München – Die Finanzwirtschaft richtet sich auf eine noch längere Phase mit tiefen Zinsen ein und damit mit gebremsten Möglichkeiten, im klassischen Geldgeschäft ordentliche Gewinne zu erwirtschaften. Jürgen Gros, Präsident des Genossenschaftsverbands Bayern, rechnet mit dem Tiefpunkt der Zinsspanne erst für 2023. Die Zinsspanne ist die Differenz zwischen Sollzins und Habenzins, also das, wovon die Banken hauptsächlich leben.
##########
_Aufgabenliste_
(1) Geben Sie den Abschnitt aus dem Text zur Zinsphase wörtlich wieder, beginnend mit „München – Die“ und fortlaufend bis einschließlich „Banken hauptsächlich leben.“.
(2) Für welches Jahr erwartet Jürgen Gros laut dem Text zur Zinsphase den Tiefpunkt der Zinsspanne?
(3) Setzen Sie den Text zur Zinsphase im Anschluss an seinen letzten Satz fort.

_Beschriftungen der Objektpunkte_
##########
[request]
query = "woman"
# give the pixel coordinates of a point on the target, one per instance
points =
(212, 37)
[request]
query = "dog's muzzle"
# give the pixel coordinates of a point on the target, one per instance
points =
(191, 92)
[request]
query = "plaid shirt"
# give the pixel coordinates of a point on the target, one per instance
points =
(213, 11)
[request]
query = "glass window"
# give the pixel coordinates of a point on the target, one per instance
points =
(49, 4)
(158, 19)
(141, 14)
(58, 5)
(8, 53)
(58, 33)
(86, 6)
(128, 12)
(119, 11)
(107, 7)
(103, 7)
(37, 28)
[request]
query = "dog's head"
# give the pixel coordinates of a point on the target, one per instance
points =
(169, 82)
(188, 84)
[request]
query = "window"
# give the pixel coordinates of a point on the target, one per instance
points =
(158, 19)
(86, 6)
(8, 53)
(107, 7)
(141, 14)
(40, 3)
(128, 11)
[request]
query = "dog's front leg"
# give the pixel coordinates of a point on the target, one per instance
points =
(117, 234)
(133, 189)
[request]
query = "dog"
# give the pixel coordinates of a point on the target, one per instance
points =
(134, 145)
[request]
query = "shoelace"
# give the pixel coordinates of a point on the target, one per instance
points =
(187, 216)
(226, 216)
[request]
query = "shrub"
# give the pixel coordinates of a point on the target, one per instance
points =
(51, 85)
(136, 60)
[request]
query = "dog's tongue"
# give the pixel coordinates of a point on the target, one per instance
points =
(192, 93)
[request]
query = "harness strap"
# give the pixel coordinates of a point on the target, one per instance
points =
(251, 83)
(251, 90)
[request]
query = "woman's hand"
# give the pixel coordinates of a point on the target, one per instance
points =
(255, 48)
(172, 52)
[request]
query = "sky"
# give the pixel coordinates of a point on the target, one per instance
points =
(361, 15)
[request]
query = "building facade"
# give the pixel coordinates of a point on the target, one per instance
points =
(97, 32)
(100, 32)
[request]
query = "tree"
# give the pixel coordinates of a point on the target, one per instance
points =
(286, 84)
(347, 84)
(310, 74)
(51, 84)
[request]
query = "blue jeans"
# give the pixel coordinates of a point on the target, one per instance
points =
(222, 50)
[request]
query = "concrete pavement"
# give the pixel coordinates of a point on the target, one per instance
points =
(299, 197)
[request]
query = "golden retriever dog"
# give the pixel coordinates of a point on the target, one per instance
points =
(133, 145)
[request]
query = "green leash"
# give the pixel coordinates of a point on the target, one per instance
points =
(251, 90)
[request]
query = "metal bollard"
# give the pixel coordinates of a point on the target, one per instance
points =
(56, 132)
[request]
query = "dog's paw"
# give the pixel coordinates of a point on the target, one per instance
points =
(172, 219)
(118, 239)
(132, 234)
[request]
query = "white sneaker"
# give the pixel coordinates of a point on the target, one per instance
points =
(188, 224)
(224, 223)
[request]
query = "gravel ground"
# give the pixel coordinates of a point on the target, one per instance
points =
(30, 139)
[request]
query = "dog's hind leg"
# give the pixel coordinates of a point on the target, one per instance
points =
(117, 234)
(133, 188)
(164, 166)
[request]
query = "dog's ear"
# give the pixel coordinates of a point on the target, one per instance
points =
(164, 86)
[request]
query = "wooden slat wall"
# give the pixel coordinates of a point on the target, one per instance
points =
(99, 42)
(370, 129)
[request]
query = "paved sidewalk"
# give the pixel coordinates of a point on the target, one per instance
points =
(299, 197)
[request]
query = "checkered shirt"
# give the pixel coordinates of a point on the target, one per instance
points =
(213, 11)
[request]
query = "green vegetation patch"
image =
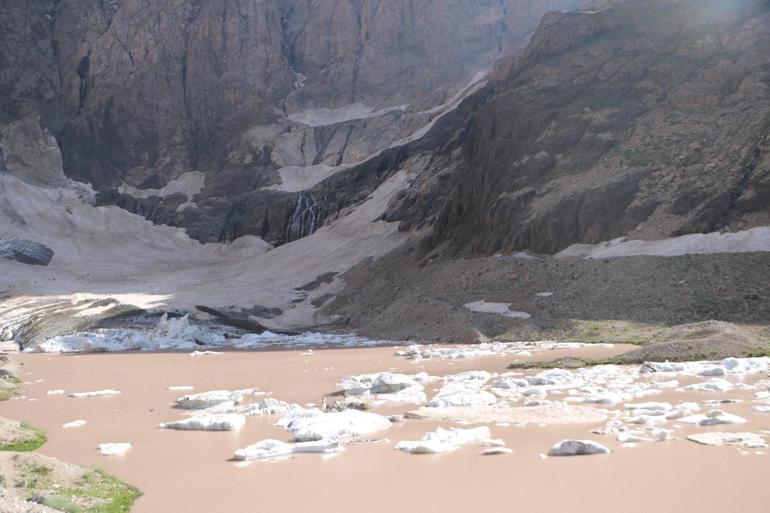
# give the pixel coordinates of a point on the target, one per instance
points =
(99, 492)
(9, 385)
(32, 439)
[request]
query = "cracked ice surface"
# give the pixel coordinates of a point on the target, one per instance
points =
(447, 440)
(180, 334)
(208, 422)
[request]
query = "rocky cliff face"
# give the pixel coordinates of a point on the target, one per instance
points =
(648, 119)
(139, 94)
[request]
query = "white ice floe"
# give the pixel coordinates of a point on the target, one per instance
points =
##########
_Die Antworten_
(1)
München – Die Finanzwirtschaft richtet sich auf eine noch längere Phase mit tiefen Zinsen ein und damit mit gebremsten Möglichkeiten, im klassischen Geldgeschäft ordentliche Gewinne zu erwirtschaften. Jürgen Gros, Präsident des Genossenschaftsverbands Bayern, rechnet mit dem Tiefpunkt der Zinsspanne erst für 2023. Die Zinsspanne ist die Differenz zwischen Sollzins und Habenzins, also das, wovon die Banken hauptsächlich leben.

(2) Für 2023.

(3)
Selbst wenn die Europäische Zentralbank anfangen würde, die Leitzinsen allmählich anzuheben (wofür derzeit nichts spricht), steht den Banken die eigentliche Herausforderung noch bevor. Denn die meisten ausgereichten Kredite sind festverzinslich. Das heißt: ihre Zinsen bleiben niedrig. Dagegen erwarten die meisten Sparer, dass sich steigende Leitzinsen möglichst schnell auch auf ihren Tagesgeldkonten und Sparbüchern bemerkbar machen. Genau das müssen die Banken aber hinauszögern, wenn sie keine Verluste in Kauf nehmen wollen. Für Sparer bedeutet: Die Durststrecke, bis ihre Guthaben auch inflationsbereinigt wieder einen kleinen Ertrag abwerfen, ist noch lang.
Die 236 dem Verband angeschlossenen Volks- und Raiffeisenbanken in Bayern schlagen sich im für sie unerfreulichen Finanzumfeld ordentlich. Zwar sank ihr Zinsüberschuss 2018 erneut – um 57 Millionen Euro auf 2,956 Milliarden. Doch das konnte ein steigender Provisionsüberschuss (den verdienen die Banken unter anderem an der Vermittlung von Wertpapieren) mehr als wettmachen. Er lag mit 1,094 Milliarden um 64 Millionen Euro über Vorjahr.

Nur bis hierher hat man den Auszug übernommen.